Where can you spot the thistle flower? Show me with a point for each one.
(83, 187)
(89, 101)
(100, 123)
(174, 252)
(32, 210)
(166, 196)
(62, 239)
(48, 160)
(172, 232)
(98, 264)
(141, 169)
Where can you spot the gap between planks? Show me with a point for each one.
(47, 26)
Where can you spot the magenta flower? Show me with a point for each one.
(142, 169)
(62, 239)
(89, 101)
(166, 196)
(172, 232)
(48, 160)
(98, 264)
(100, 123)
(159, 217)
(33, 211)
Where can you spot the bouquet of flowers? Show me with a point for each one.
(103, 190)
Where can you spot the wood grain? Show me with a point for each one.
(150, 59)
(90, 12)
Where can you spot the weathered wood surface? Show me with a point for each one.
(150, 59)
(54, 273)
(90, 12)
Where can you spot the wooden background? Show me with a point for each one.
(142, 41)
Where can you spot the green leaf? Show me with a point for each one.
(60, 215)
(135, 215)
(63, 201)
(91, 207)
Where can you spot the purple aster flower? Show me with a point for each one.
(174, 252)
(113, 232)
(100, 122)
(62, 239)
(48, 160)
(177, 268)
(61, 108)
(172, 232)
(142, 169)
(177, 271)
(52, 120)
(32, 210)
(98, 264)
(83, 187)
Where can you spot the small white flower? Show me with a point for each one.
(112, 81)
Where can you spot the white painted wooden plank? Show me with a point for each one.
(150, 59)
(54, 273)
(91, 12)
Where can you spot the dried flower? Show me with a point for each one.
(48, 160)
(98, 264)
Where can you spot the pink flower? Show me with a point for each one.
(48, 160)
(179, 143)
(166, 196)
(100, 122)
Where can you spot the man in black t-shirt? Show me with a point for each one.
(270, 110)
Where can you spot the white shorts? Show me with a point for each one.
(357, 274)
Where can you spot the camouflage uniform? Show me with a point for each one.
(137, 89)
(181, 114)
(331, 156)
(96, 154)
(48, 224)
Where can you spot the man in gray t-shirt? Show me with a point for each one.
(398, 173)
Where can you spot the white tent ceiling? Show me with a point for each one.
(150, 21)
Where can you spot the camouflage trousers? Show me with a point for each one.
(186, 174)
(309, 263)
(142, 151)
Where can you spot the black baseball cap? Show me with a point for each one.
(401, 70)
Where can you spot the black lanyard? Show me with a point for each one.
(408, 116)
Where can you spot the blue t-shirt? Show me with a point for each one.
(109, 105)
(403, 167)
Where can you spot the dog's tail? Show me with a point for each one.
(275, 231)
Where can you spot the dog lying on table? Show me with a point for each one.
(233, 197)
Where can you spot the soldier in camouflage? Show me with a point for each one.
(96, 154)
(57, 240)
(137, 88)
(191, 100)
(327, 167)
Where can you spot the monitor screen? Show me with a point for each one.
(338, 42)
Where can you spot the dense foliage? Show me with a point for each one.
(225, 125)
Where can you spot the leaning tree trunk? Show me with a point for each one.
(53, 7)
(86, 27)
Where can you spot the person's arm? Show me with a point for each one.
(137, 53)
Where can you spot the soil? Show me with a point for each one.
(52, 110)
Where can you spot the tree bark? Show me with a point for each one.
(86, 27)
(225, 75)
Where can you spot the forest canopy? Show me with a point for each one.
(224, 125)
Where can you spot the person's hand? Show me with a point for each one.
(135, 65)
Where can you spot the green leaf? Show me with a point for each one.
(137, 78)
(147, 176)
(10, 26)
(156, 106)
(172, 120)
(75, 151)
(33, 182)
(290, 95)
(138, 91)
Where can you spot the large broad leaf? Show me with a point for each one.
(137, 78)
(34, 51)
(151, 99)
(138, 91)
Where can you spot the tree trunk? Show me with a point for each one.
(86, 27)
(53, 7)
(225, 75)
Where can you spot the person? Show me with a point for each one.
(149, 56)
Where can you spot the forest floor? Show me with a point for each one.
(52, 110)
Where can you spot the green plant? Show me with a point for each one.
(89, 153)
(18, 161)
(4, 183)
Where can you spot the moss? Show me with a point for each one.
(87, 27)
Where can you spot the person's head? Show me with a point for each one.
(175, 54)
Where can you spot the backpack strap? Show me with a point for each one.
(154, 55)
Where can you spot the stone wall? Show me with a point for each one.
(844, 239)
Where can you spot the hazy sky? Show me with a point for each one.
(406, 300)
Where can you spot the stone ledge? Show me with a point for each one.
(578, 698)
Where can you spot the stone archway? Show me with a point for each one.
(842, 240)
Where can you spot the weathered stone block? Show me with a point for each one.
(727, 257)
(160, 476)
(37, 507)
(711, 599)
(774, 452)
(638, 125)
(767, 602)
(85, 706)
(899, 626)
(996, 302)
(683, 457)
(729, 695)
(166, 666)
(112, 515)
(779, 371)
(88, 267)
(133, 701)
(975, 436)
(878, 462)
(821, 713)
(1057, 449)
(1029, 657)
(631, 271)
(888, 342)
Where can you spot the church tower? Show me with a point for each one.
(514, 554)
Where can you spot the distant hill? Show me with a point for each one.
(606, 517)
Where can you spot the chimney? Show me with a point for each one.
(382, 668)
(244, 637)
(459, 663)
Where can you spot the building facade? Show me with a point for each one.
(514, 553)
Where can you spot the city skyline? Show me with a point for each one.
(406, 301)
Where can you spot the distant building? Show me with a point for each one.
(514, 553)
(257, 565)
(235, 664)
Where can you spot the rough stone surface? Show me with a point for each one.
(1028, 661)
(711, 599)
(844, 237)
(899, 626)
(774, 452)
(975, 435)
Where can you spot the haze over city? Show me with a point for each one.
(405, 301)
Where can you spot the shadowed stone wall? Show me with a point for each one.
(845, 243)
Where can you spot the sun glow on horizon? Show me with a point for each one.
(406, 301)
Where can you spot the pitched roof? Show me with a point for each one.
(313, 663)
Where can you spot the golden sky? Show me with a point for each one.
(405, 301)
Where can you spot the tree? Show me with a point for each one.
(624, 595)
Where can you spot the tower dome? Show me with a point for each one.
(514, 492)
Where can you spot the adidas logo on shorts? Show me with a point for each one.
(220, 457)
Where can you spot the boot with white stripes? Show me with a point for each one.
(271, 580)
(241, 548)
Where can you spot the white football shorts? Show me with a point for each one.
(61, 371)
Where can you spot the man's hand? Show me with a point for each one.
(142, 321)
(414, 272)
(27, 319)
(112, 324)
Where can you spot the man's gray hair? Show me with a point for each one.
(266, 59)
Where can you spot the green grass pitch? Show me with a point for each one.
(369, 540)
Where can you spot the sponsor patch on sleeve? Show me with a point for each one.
------------------------------------
== WHAT TO WORK ON ==
Could you quote, exactly as they appear, the line containing "Where can you spot the haze" and every line after it to the end of the records above?

== ANSWER TO THE TASK ==
Where can you spot the haze over city? Show me with a point for each one.
(405, 301)
Where can you spot the shadowed stone wall? Show me with a point for each one.
(845, 243)
Where can you spot the sun glow on horizon? Show me with a point for each one.
(406, 301)
Where can you spot the pitched roof? Show me with a point for each one.
(313, 663)
Where can you spot the golden sky? Show me with a point for each one.
(405, 301)
Where can you spot the tree? Show me with a point for each one.
(624, 595)
Where can you spot the tower dome? Show me with a point for each one.
(514, 492)
Where can you spot the adidas logo on shorts? Show me with a point for each one.
(220, 457)
Where can you spot the boot with white stripes? Show me with a point for each one.
(271, 580)
(241, 548)
Where can you spot the white football shorts? Show me with a point for each one.
(61, 371)
Where can you spot the man's hand? Show me with a point for each one.
(142, 321)
(414, 272)
(27, 319)
(112, 324)
Where can you spot the man's gray hair? Show me with a point for each one.
(266, 59)
Where can you spot the green grass pitch? Show me with a point for each one.
(369, 540)
Where can you spot the sponsor patch on sleeve? Show me with a point for each one.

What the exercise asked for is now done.